-- Start Selected excerpt --
Is it possible to remove all of his posts?


----------



## oklahomawatrfwlr (Jan 31, 2005)

No kidding what a freakshow


----------



## Gohon (Feb 14, 2005)

*DON'T* post in any of the threads he started. It will set of a series of automatic replies. Someone needs to delete them all.


----------



## tail chaser (Sep 24, 2004)

I think he is a peta freak, after getting a pm from him, he is not as young as he appears he is just trying to be a pain. Ban this freak!
TC


----------



## mallardhunter (May 15, 2004)

Yea, a mod. or Chris would have to do it.


----------



## Leo Porcello (Jul 10, 2003)

As dumb as he is I am laughing so hard at some of his stuff I woke my wife up and now I am in trouble. Check his post in the Hiking Forum and in the Trade a Hunt. I must be tired.!!!


----------



## howlplay (Aug 23, 2005)

Seriously we need to contact the authorities on this guy and take him out. 61 posts in one night, he has time to waste. He should have been out scouting a lion with his sweet ninja style moves, sounds like a kid who needs another nintendo game, or maybe mom should be called. Chris, cant you get his IP and ban it? :lol: Although it was funny, until it got childish. So anyways, shot some doves tonite....good way to start the year. Not bad of a day, saw a good number of them. Keep it real guys 8)
-- End Selected excerpt --
Work to do -
A: Print the passage of the forum thread between "As dumb as he" and "must be tired.!!!", inclusive.
B: Carry on the forum thread about the member who flooded the board with posts, starting after its last reply.
-- Start Records supplied --
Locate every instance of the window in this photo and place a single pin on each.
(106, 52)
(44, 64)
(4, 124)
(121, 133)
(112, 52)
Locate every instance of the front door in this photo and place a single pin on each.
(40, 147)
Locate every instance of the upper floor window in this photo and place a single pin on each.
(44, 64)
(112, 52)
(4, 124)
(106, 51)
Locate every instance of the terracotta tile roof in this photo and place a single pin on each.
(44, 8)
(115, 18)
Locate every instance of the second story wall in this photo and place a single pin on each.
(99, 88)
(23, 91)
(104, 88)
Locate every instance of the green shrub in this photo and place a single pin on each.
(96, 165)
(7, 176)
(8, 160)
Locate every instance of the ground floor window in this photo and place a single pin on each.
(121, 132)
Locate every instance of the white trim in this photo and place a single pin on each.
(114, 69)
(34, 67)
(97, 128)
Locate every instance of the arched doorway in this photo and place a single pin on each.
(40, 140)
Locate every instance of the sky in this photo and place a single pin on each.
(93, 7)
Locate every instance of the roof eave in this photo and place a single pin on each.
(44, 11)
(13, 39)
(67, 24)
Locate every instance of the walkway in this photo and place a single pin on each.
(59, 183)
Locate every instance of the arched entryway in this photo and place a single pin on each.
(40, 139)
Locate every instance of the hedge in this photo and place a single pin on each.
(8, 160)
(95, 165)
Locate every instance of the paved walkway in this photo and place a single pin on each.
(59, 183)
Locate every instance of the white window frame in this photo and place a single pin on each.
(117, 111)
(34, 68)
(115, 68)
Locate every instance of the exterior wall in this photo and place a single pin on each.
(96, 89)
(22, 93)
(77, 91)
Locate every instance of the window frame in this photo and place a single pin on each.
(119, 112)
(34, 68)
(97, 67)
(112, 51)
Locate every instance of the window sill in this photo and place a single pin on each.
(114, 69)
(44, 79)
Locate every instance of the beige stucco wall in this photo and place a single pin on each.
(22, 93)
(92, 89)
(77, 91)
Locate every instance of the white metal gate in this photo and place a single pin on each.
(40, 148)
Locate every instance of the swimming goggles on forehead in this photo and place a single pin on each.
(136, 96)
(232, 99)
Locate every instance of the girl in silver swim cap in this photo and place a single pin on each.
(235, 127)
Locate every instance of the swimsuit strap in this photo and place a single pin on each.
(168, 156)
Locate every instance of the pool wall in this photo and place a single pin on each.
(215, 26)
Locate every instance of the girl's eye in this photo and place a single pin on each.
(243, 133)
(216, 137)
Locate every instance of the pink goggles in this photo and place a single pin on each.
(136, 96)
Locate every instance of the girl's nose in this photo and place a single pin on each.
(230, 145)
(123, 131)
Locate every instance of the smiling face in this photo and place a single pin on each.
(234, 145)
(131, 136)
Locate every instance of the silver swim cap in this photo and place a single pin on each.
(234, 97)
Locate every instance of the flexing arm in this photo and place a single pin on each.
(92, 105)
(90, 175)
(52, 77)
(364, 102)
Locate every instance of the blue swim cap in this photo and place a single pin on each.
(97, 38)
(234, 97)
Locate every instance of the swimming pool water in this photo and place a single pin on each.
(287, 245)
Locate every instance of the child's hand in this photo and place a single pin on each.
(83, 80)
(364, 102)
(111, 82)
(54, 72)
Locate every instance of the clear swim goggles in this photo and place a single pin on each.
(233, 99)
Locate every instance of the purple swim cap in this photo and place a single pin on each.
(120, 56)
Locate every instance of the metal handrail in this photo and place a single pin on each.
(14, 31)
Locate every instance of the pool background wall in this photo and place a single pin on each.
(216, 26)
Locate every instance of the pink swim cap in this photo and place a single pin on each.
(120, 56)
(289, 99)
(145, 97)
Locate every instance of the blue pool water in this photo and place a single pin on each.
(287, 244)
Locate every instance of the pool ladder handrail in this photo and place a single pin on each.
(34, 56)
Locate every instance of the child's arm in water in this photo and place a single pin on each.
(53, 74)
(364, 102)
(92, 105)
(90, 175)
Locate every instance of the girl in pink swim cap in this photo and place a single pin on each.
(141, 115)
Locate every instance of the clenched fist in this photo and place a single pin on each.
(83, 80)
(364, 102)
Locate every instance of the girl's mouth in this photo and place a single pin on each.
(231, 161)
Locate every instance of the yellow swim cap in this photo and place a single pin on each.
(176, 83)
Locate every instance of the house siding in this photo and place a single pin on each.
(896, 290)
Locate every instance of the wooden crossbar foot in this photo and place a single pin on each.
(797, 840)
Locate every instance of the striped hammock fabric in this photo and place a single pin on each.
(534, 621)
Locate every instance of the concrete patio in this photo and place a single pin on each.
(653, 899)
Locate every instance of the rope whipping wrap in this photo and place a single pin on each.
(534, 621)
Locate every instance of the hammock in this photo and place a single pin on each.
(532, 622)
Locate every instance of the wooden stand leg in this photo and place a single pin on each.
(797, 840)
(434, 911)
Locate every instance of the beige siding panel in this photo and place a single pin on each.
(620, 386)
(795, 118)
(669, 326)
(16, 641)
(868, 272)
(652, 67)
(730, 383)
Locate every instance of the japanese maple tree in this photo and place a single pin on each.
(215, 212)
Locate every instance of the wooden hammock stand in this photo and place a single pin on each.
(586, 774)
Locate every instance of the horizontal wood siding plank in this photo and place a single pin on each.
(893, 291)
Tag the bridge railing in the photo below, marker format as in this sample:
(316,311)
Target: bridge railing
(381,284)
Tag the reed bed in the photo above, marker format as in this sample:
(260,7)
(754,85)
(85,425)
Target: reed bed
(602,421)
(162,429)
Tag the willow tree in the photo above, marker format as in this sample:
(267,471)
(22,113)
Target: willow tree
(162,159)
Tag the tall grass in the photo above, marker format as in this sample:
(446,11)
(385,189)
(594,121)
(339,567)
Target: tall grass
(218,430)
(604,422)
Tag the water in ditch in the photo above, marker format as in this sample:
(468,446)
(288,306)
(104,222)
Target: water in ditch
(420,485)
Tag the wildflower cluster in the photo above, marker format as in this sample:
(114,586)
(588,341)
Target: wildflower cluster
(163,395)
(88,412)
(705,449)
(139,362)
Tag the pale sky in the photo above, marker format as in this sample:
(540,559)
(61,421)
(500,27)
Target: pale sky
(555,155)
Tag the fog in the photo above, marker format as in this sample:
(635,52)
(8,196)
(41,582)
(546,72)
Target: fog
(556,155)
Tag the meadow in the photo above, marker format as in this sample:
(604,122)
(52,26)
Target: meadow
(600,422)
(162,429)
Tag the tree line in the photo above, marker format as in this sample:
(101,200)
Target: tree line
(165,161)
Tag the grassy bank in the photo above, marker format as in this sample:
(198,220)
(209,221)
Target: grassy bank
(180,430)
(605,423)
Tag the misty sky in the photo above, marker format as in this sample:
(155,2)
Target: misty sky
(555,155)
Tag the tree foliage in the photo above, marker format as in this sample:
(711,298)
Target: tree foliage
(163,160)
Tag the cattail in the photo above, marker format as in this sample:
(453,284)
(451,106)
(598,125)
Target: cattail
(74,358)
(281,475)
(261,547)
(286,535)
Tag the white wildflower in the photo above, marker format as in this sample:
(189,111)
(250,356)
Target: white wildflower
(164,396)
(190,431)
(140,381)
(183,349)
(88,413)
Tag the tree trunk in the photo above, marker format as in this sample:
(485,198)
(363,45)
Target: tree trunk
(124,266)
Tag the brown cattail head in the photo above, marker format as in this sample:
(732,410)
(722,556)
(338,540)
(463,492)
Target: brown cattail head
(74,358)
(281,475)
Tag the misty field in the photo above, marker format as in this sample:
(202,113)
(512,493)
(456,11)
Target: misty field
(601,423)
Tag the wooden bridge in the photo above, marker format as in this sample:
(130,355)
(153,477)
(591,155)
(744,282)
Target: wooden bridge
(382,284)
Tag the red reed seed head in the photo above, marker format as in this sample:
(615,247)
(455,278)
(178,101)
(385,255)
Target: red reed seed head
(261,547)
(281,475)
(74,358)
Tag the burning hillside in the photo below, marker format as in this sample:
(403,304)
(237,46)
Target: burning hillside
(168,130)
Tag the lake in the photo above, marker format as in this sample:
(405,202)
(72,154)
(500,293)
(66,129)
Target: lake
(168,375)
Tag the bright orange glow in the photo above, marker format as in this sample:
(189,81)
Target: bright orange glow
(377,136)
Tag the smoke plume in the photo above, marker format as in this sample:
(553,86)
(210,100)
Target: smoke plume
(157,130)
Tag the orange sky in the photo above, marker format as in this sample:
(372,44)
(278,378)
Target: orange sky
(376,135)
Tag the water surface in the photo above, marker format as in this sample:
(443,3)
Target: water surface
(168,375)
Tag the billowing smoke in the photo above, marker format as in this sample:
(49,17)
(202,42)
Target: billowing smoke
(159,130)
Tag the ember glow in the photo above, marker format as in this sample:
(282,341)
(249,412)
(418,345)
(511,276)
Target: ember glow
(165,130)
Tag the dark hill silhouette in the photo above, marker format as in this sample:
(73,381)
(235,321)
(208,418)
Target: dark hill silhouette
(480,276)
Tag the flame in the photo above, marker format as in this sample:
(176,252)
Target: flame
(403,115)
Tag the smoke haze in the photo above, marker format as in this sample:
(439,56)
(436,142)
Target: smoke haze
-- End Records supplied --
Set of answers -
A:
As dumb as he is I am laughing so hard at some of his stuff I woke my wife up and now I am in trouble. Check his post in the Hiking Forum and in the Trade a Hunt. I must be tired.!!!

B:
----------



## Robert A. Langager (Feb 22, 2002)

I got an email and from Aythya and am taking care of it right now. I will call Chris (I am sure he is out hunting) and get him to ban the dude. Meanwhile, I will delete all of the posts. Thanks for the heads up. If this happens y'all can email/PM me and I can fix things, being that I am about 1400 milles from Nodak and don't get to have the fun that you guys do.

RC the enforcer.


----------



## huntin1 (Nov 14, 2003)

k: :rock: :rock: :jammin: :jammin:

:beer: :beer: :beer: :beer:

Oh, and THANKS!!!!

huntin1


----------



## howlplay (Aug 23, 2005)

Looks like funny guy is gone.!


----------



## nodakoutdoors.com (Feb 27, 2002)

Stuff usually goes down when I'm out. 8)

Thanks Robert.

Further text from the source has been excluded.